Records from a data source:
"""
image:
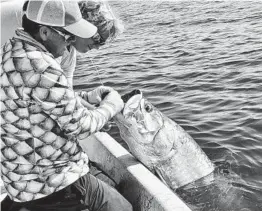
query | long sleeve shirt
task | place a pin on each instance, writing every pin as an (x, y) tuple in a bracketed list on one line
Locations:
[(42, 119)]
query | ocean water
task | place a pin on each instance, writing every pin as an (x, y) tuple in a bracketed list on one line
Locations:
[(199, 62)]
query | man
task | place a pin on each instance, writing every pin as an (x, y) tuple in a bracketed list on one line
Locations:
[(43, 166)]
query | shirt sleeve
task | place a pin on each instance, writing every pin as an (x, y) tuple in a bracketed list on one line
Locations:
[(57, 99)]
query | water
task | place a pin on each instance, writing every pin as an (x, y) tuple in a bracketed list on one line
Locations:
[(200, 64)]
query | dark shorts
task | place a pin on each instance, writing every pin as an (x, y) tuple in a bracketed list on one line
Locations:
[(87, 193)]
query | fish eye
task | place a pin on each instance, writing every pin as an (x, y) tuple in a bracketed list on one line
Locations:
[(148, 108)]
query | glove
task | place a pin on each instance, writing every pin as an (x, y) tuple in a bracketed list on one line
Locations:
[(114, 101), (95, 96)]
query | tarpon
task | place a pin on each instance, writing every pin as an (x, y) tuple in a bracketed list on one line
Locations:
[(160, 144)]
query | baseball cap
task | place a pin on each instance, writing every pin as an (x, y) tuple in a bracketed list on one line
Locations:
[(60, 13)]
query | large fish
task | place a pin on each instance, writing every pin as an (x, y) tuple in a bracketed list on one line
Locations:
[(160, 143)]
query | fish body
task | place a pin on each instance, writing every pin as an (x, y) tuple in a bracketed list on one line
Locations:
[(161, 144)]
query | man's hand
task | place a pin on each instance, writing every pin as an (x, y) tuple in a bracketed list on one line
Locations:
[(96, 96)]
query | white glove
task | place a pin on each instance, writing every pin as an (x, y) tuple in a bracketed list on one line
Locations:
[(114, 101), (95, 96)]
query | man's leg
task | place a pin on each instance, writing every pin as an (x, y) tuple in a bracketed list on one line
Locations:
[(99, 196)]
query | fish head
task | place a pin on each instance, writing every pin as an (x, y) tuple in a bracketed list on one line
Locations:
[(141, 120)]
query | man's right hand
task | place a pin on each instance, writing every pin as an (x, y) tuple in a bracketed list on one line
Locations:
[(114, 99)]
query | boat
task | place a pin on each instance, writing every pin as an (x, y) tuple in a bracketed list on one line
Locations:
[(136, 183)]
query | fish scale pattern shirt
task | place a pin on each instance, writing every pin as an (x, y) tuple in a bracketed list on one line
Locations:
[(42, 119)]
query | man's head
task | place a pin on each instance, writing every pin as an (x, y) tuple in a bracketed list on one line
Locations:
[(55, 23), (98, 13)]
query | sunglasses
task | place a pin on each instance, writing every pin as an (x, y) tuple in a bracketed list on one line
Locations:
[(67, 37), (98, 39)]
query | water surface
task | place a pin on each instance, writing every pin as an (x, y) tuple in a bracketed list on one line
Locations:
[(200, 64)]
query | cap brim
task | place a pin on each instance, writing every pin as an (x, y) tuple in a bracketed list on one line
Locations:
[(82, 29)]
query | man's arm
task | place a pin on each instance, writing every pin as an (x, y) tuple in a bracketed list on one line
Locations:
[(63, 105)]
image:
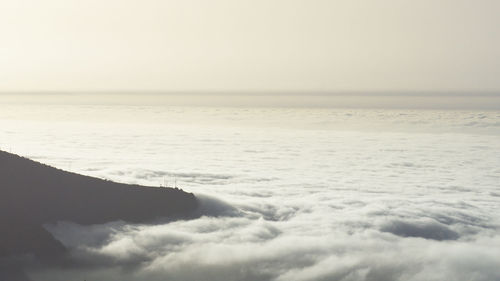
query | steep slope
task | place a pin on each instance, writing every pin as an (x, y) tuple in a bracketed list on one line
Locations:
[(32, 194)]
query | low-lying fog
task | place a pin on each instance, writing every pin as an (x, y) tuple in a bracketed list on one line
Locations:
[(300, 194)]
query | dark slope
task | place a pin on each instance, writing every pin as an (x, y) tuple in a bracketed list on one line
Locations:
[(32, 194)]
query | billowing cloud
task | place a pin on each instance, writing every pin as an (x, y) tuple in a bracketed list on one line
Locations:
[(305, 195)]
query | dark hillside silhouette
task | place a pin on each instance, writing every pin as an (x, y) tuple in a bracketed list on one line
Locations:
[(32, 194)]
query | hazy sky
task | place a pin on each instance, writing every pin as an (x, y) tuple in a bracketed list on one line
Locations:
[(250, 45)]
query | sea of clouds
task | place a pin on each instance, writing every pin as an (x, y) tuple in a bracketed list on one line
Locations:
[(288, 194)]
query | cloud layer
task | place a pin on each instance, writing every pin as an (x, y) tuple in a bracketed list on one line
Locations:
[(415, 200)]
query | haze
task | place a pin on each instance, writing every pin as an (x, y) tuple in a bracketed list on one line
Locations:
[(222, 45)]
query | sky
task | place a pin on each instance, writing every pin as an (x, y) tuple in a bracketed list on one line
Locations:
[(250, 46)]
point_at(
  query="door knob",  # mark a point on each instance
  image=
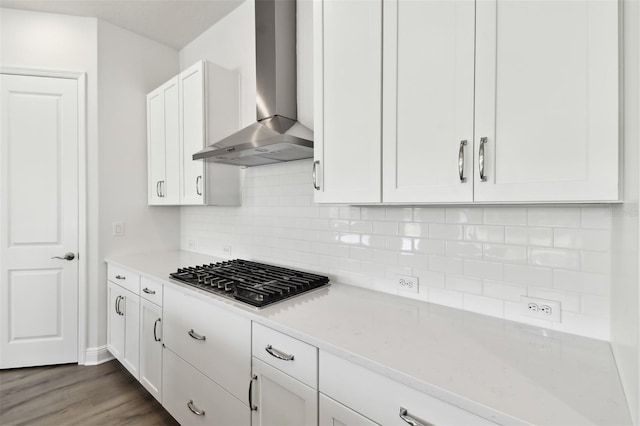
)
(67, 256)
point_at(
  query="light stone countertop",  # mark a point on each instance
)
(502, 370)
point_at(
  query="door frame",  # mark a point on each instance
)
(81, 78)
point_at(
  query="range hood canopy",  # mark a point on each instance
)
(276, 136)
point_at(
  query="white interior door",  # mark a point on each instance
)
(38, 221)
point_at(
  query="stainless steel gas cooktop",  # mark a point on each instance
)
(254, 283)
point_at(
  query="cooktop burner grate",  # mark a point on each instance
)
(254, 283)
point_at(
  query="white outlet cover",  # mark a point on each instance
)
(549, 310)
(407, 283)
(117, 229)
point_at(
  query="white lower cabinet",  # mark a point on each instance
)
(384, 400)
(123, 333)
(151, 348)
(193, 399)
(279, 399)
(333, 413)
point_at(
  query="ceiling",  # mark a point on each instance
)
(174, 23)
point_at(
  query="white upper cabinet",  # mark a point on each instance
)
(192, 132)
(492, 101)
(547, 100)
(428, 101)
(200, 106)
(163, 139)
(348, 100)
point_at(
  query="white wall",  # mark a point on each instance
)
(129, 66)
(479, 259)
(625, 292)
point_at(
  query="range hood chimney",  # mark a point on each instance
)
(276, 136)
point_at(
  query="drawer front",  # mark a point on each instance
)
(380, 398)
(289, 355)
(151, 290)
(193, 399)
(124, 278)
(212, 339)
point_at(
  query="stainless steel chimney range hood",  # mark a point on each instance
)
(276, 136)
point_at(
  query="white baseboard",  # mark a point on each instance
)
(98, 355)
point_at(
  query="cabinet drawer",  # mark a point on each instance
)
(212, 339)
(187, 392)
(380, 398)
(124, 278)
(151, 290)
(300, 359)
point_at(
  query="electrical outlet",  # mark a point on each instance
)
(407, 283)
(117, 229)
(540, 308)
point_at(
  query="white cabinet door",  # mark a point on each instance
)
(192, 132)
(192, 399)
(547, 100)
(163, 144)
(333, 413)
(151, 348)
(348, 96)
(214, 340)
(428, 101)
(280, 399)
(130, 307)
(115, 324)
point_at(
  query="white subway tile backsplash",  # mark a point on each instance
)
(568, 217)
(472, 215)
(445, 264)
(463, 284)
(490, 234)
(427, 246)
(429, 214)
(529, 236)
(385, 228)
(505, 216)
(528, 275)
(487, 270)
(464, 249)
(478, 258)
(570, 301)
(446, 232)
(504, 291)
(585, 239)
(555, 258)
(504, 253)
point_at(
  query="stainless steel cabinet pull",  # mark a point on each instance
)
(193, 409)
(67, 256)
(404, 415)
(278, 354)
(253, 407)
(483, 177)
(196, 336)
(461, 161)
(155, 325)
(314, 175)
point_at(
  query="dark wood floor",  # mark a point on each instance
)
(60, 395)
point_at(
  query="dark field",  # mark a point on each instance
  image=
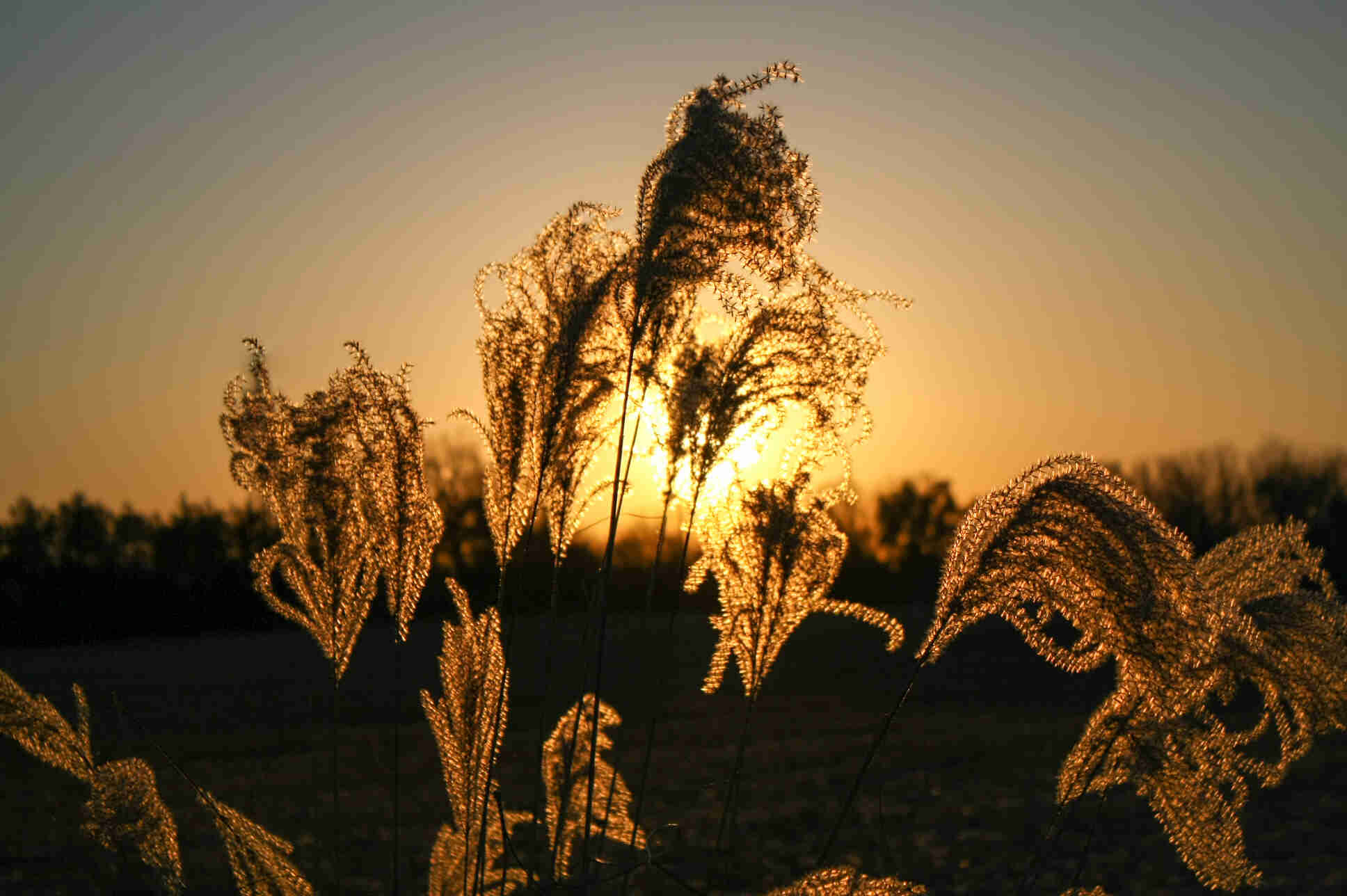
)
"""
"""
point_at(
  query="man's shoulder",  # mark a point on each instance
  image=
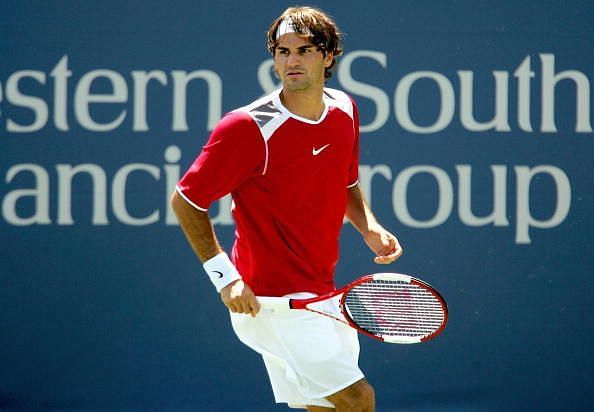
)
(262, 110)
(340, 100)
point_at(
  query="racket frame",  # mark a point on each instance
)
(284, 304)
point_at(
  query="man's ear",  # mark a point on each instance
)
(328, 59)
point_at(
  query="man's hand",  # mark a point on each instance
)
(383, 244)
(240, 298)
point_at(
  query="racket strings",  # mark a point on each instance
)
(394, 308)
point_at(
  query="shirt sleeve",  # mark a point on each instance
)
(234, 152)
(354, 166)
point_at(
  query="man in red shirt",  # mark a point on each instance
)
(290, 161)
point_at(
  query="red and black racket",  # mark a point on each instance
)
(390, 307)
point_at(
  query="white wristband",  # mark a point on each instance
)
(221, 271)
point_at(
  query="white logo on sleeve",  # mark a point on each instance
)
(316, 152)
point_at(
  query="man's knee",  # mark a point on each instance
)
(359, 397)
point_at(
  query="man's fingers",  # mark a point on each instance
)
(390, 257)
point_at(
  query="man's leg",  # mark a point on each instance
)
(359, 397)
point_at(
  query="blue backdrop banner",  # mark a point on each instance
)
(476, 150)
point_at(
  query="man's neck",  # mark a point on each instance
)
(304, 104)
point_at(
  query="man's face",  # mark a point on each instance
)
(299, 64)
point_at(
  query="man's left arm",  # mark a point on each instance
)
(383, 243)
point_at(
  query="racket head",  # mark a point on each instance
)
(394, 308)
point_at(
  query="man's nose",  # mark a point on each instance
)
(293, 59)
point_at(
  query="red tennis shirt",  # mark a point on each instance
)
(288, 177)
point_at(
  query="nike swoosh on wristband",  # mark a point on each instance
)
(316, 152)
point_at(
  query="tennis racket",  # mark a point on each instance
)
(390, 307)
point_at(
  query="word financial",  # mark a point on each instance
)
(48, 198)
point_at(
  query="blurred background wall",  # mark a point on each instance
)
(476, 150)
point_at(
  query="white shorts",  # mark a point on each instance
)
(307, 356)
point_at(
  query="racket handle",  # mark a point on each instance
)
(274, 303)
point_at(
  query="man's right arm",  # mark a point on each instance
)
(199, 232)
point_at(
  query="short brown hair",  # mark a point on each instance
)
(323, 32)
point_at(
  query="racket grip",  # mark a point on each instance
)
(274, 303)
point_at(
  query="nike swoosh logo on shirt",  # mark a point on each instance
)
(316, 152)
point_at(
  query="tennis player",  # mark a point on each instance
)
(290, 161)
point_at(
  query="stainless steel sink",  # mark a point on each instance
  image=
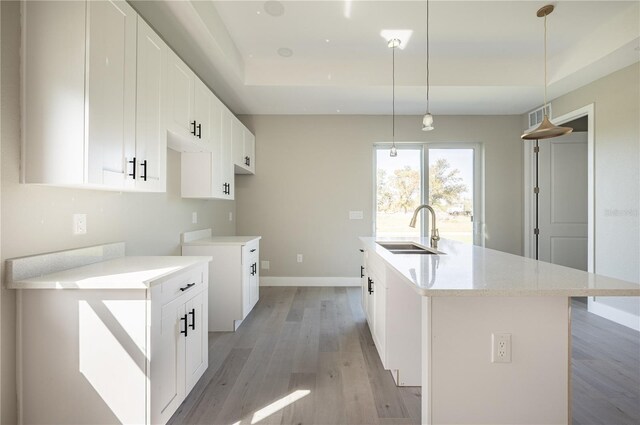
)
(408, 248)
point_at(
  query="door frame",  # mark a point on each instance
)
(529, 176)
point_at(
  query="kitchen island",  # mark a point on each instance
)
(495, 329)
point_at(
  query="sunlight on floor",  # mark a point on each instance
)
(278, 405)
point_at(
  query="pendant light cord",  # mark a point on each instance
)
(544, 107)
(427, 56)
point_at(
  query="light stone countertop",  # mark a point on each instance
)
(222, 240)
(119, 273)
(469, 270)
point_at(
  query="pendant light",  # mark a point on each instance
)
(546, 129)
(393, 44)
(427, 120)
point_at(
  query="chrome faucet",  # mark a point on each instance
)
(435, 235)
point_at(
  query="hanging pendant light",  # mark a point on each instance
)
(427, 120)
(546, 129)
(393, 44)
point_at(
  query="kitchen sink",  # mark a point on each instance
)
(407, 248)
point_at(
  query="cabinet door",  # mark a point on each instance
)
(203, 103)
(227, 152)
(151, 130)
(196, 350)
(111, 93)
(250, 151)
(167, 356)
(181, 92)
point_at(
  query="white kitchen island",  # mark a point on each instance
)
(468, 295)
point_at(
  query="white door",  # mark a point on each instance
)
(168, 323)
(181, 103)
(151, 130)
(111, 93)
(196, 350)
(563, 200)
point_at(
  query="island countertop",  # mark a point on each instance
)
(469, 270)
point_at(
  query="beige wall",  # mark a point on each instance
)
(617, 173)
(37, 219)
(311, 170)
"""
**Task brief:**
Filter the entries above and copy only the lines that hold "dark".

**Response to the task:**
query | dark shorts
query | dark slope
query | dark hillside silhouette
  query="dark wood floor",  # mark a point on each instance
  query="dark field",  # mark a point on each instance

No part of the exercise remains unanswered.